本文 ::
________________________

Googleの「プレミアム・スポンサーシップ広告」はメディアレップを通さないという決断の意味[第3部 - 第19話]
「インターネット広告創世記〜Googleが与えたインパクトから発展史を読み解く~」シリーズ第19話。前回の記事はこちらです。

杓谷
技術としては高度な「ロボット型」検索エンジンが、「ディレクトリ型」の検索エンジンに負けてしまったり、高価なサーバーが必要となったり、Googleが登場する前の「ロボット型」検索エンジンは技術的にもビジネス的にも課題が多かったんですね。

佐藤
この後登場する「Overture」やGoogleの「検索連動型広告」が、それまでの広告とどのように違っていたかを浮き彫りにするために、Googleが登場する前の検索エンジンにまつわるインターネット広告について紹介します。
検索結果に表示された「サーチワード広告」
佐藤: 第10話で角くんに紹介してもらいましたが、1990年代、Googleが登場する前の検索エンジンでは、「サーチワード広告」と呼ばれる検索結果にバナー広告を表示させる手法が人気でした。広告主は「転職」「自動車保険」などの検索語句を指定し、インプレッション保証でバナー広告を掲載することができました。

出典:Internet Archive
佐藤: サーチワード広告で最初に大きく売上を伸ばしたのは、「美容整形」など、他人に相談しにくいサービスの広告でした。予想外の検索語句の広告が次々と売れていく様子を目の当たりにし、バナー広告を手売りで販売する方法に疑問を持つようになりました。

加藤
検索数が多い検索語句のことを「ビッグワード」、少ない検索語句のことを「スモールワード」と呼びます。
「スモールワード」に関しては幾つかの検索語句をパッケージにして販売していました。この「スモールワード」のサーチワード広告に注力し、躍進したのがアイレップとアウンコンサルティングです。

________________________

抜粋データ ::
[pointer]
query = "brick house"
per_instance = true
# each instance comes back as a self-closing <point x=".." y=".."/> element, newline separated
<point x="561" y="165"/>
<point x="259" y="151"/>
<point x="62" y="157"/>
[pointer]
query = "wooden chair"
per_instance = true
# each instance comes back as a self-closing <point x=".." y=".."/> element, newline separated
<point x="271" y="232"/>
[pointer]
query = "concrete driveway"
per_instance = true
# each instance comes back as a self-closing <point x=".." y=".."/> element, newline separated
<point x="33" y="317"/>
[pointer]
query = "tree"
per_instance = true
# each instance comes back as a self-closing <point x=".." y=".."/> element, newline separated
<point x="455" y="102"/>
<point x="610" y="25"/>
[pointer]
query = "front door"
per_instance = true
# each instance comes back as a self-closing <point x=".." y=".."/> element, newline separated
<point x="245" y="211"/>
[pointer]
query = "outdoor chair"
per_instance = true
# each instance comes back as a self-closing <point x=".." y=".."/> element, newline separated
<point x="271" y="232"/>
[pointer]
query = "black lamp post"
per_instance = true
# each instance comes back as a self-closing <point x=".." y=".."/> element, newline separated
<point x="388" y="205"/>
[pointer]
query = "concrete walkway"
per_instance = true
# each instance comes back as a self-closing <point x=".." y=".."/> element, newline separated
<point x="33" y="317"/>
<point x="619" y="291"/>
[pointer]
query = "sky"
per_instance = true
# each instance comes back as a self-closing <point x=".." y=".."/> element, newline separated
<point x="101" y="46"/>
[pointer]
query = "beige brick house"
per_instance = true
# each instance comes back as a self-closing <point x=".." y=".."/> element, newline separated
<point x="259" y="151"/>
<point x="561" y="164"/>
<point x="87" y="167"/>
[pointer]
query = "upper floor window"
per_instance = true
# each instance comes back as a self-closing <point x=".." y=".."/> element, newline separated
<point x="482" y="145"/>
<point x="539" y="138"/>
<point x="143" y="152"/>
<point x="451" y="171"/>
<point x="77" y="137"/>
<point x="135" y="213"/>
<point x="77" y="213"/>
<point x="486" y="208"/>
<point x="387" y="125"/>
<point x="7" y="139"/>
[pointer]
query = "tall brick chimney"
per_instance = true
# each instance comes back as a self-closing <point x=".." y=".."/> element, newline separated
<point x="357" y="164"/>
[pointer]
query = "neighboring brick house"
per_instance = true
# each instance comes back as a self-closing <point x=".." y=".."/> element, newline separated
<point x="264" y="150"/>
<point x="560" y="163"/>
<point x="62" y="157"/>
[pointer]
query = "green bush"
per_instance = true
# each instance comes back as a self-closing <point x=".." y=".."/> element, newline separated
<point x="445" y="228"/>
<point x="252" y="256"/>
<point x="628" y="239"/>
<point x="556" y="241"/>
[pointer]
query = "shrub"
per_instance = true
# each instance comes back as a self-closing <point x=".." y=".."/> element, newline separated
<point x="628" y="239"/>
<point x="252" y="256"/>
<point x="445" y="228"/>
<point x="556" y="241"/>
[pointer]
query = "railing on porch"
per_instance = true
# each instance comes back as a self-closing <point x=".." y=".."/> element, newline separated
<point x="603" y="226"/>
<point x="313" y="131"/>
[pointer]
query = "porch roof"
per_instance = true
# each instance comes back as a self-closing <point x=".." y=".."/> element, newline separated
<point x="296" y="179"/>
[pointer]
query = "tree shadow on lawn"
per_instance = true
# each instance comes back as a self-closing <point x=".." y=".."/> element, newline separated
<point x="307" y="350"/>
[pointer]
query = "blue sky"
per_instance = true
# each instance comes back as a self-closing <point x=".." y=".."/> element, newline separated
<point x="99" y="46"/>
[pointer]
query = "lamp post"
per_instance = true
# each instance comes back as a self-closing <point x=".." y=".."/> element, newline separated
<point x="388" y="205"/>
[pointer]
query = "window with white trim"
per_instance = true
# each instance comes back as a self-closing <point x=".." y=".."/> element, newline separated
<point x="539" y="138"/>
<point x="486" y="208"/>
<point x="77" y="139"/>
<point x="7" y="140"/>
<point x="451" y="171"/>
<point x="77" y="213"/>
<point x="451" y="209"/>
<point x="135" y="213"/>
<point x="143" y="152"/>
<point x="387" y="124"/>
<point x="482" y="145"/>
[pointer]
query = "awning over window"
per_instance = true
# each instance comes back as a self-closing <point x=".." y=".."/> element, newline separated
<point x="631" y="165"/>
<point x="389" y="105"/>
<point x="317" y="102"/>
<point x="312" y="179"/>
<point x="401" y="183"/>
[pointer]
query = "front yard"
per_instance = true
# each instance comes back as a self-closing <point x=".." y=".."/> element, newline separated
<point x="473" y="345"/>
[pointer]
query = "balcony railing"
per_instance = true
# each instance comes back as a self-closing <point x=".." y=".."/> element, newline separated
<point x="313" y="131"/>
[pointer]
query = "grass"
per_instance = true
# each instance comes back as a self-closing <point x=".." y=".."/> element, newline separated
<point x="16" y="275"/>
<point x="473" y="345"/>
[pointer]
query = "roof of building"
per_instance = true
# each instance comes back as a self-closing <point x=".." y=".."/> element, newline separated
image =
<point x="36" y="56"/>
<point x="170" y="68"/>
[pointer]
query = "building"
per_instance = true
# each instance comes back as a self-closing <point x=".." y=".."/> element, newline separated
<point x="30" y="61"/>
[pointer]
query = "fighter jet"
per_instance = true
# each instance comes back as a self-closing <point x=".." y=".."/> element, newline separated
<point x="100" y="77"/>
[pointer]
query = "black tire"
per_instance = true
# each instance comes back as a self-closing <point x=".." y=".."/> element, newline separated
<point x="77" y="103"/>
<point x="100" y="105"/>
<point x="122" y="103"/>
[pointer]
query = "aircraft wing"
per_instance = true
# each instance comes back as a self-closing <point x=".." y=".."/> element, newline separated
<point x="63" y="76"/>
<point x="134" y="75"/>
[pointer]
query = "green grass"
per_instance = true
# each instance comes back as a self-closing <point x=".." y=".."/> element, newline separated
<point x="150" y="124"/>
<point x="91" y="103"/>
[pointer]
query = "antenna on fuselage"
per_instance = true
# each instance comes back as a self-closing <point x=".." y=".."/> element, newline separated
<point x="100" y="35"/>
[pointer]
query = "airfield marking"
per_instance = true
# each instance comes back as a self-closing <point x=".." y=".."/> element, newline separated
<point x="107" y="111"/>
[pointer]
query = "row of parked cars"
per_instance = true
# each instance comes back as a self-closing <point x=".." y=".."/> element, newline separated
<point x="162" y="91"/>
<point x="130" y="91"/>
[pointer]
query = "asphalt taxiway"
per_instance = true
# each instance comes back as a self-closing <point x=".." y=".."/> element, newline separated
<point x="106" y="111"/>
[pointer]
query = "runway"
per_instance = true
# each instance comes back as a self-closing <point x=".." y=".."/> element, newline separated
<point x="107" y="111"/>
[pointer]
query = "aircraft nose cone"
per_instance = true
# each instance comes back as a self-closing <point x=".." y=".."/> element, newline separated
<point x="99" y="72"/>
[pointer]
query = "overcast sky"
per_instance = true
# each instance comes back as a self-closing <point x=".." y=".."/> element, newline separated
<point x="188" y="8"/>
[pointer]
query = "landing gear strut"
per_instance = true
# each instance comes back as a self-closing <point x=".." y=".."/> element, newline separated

________________________

練習問題 ::
• A. 本文によると、サーチワード広告で最初に大きく売上を伸ばしたのは、どのようなサービスの広告か。
• B. 本文のうち「佐藤: 第10話で角くんに紹」で始まり「疑問を持つようになりました。」で終わる部分を、「バナー広告」を「画像広告」と呼び換えて書き改めなさい。
• C. 次の(i)～(iii)が本文の内容と合っているかどうかを「はい」か「いいえ」で答え、判断の根拠となる本文の語句をそのまま引用しなさい。
(i) サーチワード広告では、広告主が検索語句を指定できた。
(ii) 検索数が多い検索語句は「スモールワード」と呼ばれる。
(iii) 「スモールワード」は検索語句を一つずつ単独で販売していた。
データは別の出典から取ったものです。

各問の解答 ::
• A. 「美容整形」など、他人に相談しにくいサービスの広告です。

• B.
佐藤: 第10話で角くんに紹介してもらいましたが、1990年代、Googleが登場する前の検索エンジンでは、「サーチワード広告」と呼ばれる検索結果に画像広告を表示させる手法が人気でした。広告主は「転職」「自動車保険」などの検索語句を指定し、インプレッション保証で画像広告を掲載することができました。

出典:Internet Archive
佐藤: サーチワード広告で最初に大きく売上を伸ばしたのは、「美容整形」など、他人に相談しにくいサービスの広告でした。予想外の検索語句の広告が次々と売れていく様子を目の当たりにし、画像広告を手売りで販売する方法に疑問を持つようになりました。

• C.
(i) はい。「広告主は「転職」「自動車保険」などの検索語句を指定し」
(ii) いいえ。「検索数が多い検索語句のことを「ビッグワード」」
(iii) いいえ。「幾つかの検索語句をパッケージにして販売していました」